_Verilen Görev_
Gülten Akın’ın şiiri üzerine olan metinde “Akın’ın kendini en açık” sözleriyle başlayan paragrafı, ana bilgilerini koruyarak kısa maddeler hâlinde yeniden yazın.

_Verilen Metin_
|---|
Duyduğu, anlamlandırdığı her şeyi şiiriyle dışa vurur aktarırken, onun aracılığıyla her türden eşitsiz ilişkilere, durumlara karşı çıkıyor Gülten Akın. Gösterdiği estetik çabayla, oluşturduğu şiirle kendisini sağaltırken -öyle olduğunu düşünüyorum- ülke insanının meselesini de izah edebilmiş diyebilir miyiz?
“Şiiri içimde bir çekirdek gibi taşıdım. Bugün bunu düşünüyorum çocukluktan bu yana. O kadar benim bir parçam oldu. Bir uzuv gibi sanki. Benle bir tutku diyemiyorum, tutku insanın dışındaki bir şeye olur. Benimle beraber yaşayıp gidiyor. Şiir beni adeta bir karşı ağırlık olarak rahatlattı. Bir yanda zaten ağır bir hayat, yalnız benim kişisel hayatım değil dünya zaten hepimizin üstüne bastırıyordu. Şiir benim varlık noktam olduğu gibi bu sıkıntıdan adeta kaçma noktam, uzaklaşma noktam oldu.
Benim şiir yazma isteğim vardı. Yeryüzünde artık bir biçimde var olmak istiyordum. Artık hiç kimseye dayanma olanağı yoktu. Kendi kendimleydim ve var olmam gerekiyordu kendi gücümle. Her insan bir şeye dayanır var olacağı zaman. Benim dayanacağım şiir oldu. Sonsuz minnet borçluyum insanlara. Beni anlayanlara, şiirimi anlayanlara. Bunu da doğrusu söylemek isterim.” [1]
Akın’ın kendini en açık, net, içeriden anlattığı söyleşilerden biri bu. Ben de Akın’ın sizin gibi şiirden güç alarak, şiirle kendini onararak, yeniden kurarak, sorularına onunla yanıtlar arayarak bir ömrü tamama erdirdiğini düşünüyorum. Bu şiirde biz hem bir kadının upuzun bir ömre sığdırdıklarını, kendini nasıl kurduğunu, yaptığını görüyoruz hem onun tanıklıklarıyla da bir ülkeyi. İzah edebilmiş midir? Bu soruya yanıtlar onun şiirine nasıl gidildiğiyle ilgili farklı yanıtları içerir. İzah niyeti var mıydı? Sanmıyorum. Ama anlama niyeti olduğu çok açık. Yakınlaşma, kavrama ve anlama; bir tanıklıktan doğan. İçeriden, yaşamdan, yaşantıdan. Çok okunmasının, her dönemde farklı yaşlardan yeni okurlarının çoğalmasını buradan da düşünmek gerek. Bu duyduğuna, gördüğüne, dokunup yakınlaştığına hakiki bir tutum göstermek ve hakikatli oluşla ilgili sanıyorum. Şiir dille taşınan bir duyuş, bir görgü meselesiyse biraz da Akın’ın başarısını, kalıcılığını, dayanıklılığını buradan anlamalı.
|---|
_Satır Listesi_

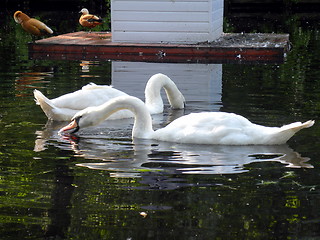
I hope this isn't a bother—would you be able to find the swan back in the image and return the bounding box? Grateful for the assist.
[145,73,185,114]
[154,112,314,145]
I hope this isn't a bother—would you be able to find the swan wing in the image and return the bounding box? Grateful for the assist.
[51,85,127,110]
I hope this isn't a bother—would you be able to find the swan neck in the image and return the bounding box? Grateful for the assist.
[145,73,184,113]
[99,96,154,138]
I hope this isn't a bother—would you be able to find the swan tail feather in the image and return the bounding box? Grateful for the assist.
[81,83,112,90]
[33,89,55,119]
[281,120,315,133]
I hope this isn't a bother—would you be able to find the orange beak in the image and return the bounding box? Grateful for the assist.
[59,119,79,133]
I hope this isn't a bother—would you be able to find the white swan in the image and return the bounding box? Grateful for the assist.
[34,73,185,121]
[60,96,314,145]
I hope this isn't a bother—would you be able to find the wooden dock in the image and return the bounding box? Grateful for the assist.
[29,32,289,63]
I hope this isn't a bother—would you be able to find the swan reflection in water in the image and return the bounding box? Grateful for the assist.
[35,118,313,180]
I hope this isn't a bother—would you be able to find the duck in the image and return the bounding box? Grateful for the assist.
[33,73,185,121]
[79,8,103,29]
[59,96,314,145]
[13,11,53,36]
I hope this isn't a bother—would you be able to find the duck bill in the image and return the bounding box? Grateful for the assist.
[59,119,79,133]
|---|
_Yazılı Çözüm_
- Bu söyleşi, Akın’ın kendini en açık, net ve içeriden anlattığı söyleşilerden biridir.
- Yazara göre Akın, şiirden güç aldı, şiirle kendini onarıp yeniden kurdu ve sorularına şiirle yanıt aradı. Böylece bir ömrü tamamladı.
- Bu şiirde hem bir kadının uzun ömrüne sığdırdıkları ve kendini nasıl kurduğu, hem de onun tanıklıklarıyla bir ülke görülür.
- Şiirin ülkeyi izah edip edemediği sorusunun yanıtı, bu şiire nasıl gidildiğine göre değişir.
- Yazara göre Akın’ın izah niyeti yoktu, ama anlama niyeti çok açıktır. Bu yakınlaşma, kavrama ve anlama; yaşamdan ve yaşantıdan, içeriden bir tanıklıktan doğar.
- Çok okunmasının ve her dönemde farklı yaşlardan yeni okurlarının çoğalmasının nedeni de burada düşünülmelidir. Yazar bunu, Akın’ın duyduğuna, gördüğüne ve yakınlaştığına hakiki bir tutum göstermesiyle ilişkilendirir.
- Şiir, dille taşınan bir duyuş ve görgü meselesiyse Akın’ın başarısı, kalıcılığı ve dayanıklılığı buradan anlaşılmalıdır.